- [PASSAGE SHOWN]:

[PATCH v4 00/20] sched: Introduce cpu_preferred_mask and steal-driven vCPU backoff

Shrikanth Hegde posted 20 patches 1 day, 9 hours ago
.../ABI/testing/sysfs-devices-system-cpu      |  11 +
Documentation/scheduler/sched-arch.rst        |  49 ++++
Documentation/scheduler/sched-debug.rst       |  34 +++
drivers/base/cpu.c                            |   8 +
include/linux/cpumask.h                       |  21 +-
include/linux/sched.h                         |  20 +-
kernel/Kconfig.preempt                        |  13 +
kernel/cpu.c                                  |  14 +
kernel/sched/core.c                           | 269 +++++++++++++++++-
kernel/sched/debug.c                          |  55 +++-
kernel/sched/fair.c                           |   4 +
kernel/sched/sched.h                          |  42 +++
12 files changed, 531 insertions(+), 9 deletions(-)

- [PROVIDED MATERIAL]:
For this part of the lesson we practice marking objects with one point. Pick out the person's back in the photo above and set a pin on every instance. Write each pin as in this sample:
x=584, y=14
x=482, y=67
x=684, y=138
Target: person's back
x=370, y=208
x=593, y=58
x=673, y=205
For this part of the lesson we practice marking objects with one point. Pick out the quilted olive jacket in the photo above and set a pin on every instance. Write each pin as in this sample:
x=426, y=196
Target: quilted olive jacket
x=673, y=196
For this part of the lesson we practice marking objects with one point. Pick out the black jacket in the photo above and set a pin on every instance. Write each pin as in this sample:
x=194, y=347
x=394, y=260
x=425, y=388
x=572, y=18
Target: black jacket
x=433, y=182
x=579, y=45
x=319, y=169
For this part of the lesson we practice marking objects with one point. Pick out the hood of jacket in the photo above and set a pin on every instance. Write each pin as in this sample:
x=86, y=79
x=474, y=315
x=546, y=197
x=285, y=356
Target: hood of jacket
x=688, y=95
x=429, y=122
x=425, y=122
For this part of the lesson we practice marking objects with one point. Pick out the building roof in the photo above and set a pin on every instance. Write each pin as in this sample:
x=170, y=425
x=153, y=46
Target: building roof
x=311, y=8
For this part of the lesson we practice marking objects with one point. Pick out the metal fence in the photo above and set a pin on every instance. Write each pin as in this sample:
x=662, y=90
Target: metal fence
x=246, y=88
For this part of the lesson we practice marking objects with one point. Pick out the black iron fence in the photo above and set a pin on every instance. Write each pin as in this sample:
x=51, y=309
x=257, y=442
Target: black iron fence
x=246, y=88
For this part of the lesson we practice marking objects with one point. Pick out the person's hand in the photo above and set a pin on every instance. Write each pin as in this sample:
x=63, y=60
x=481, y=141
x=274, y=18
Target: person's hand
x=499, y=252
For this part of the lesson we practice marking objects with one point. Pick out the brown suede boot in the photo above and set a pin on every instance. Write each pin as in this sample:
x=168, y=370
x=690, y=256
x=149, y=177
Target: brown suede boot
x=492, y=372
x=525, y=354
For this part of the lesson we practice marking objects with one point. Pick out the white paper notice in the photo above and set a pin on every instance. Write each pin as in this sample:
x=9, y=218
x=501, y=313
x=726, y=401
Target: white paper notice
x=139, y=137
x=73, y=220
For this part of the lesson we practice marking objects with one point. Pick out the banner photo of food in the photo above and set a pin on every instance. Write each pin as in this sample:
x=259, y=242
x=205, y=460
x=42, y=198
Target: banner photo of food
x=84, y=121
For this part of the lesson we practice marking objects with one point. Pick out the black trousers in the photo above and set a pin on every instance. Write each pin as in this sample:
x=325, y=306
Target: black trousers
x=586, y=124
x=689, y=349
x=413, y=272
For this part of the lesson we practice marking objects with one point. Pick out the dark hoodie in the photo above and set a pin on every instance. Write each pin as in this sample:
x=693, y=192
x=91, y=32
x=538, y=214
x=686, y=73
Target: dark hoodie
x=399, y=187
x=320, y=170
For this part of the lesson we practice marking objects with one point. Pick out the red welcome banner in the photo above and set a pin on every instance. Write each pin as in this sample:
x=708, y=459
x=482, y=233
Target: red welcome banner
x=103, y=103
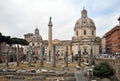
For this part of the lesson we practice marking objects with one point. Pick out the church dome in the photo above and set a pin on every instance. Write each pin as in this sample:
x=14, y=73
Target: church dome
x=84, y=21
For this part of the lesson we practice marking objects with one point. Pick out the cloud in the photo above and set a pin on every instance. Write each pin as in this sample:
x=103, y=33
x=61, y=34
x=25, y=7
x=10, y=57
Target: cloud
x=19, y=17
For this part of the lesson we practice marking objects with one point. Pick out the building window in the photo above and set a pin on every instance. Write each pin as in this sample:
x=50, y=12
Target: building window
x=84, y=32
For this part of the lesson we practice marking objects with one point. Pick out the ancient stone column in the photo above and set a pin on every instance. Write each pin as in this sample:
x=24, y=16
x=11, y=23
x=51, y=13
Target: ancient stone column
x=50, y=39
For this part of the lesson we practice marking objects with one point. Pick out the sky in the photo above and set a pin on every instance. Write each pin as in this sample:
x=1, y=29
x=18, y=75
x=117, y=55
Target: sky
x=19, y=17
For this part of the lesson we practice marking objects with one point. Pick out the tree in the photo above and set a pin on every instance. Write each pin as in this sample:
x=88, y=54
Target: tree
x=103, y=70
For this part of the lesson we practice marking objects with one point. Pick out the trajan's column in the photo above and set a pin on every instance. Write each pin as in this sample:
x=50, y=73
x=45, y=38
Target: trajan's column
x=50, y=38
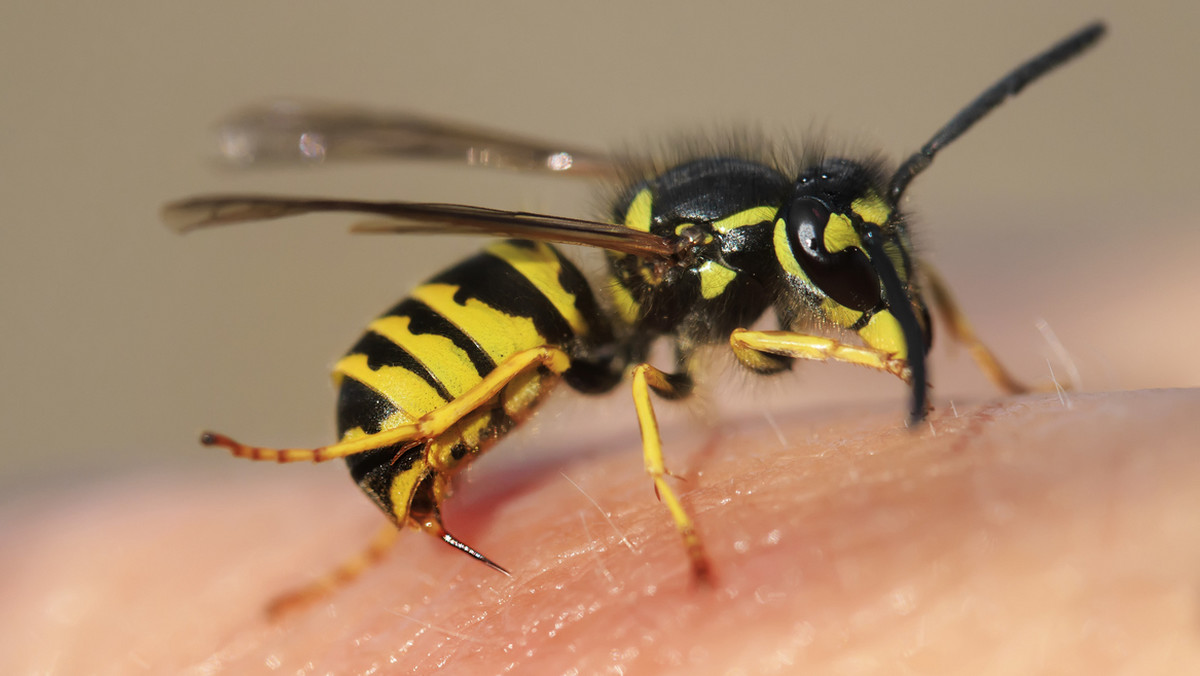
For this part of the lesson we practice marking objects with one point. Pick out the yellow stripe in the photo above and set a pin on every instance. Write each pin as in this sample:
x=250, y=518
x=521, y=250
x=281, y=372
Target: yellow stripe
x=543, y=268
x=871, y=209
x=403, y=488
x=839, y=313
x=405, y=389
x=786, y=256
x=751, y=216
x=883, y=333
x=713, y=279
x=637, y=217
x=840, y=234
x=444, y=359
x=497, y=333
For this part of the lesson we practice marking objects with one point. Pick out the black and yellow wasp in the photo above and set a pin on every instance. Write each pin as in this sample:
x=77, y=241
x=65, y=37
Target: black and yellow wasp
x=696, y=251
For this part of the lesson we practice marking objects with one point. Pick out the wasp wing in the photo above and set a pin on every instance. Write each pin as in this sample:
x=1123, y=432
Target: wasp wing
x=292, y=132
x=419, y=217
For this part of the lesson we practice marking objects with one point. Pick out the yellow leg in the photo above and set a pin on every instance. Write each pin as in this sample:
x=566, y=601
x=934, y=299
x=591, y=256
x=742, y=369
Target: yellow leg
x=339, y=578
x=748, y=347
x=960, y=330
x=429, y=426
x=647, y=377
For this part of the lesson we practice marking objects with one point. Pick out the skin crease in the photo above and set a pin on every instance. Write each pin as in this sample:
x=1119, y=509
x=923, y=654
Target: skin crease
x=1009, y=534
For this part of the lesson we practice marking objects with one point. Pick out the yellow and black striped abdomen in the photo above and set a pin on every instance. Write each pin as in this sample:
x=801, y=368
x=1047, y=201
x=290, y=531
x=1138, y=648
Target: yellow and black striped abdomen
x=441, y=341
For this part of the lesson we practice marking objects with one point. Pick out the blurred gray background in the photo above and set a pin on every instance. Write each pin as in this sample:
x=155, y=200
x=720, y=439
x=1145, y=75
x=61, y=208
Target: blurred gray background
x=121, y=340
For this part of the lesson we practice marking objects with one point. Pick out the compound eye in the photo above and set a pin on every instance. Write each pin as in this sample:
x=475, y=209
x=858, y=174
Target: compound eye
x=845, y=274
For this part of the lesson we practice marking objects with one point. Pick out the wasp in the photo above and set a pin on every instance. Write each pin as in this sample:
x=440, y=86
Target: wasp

- [YOUR GOAL]: Reproduce the scheduler patch summary above word for word, keeping every line of its file list and change counts.

- [TASK ANSWER]:
[PATCH v4 00/20] sched: Introduce cpu_preferred_mask and steal-driven vCPU backoff

Shrikanth Hegde posted 20 patches 1 day, 9 hours ago
.../ABI/testing/sysfs-devices-system-cpu      |  11 +
Documentation/scheduler/sched-arch.rst        |  49 ++++
Documentation/scheduler/sched-debug.rst       |  34 +++
drivers/base/cpu.c                            |   8 +
include/linux/cpumask.h                       |  21 +-
include/linux/sched.h                         |  20 +-
kernel/Kconfig.preempt                        |  13 +
kernel/cpu.c                                  |  14 +
kernel/sched/core.c                           | 269 +++++++++++++++++-
kernel/sched/debug.c                          |  55 +++-
kernel/sched/fair.c                           |   4 +
kernel/sched/sched.h                          |  42 +++
12 files changed, 531 insertions(+), 9 deletions(-)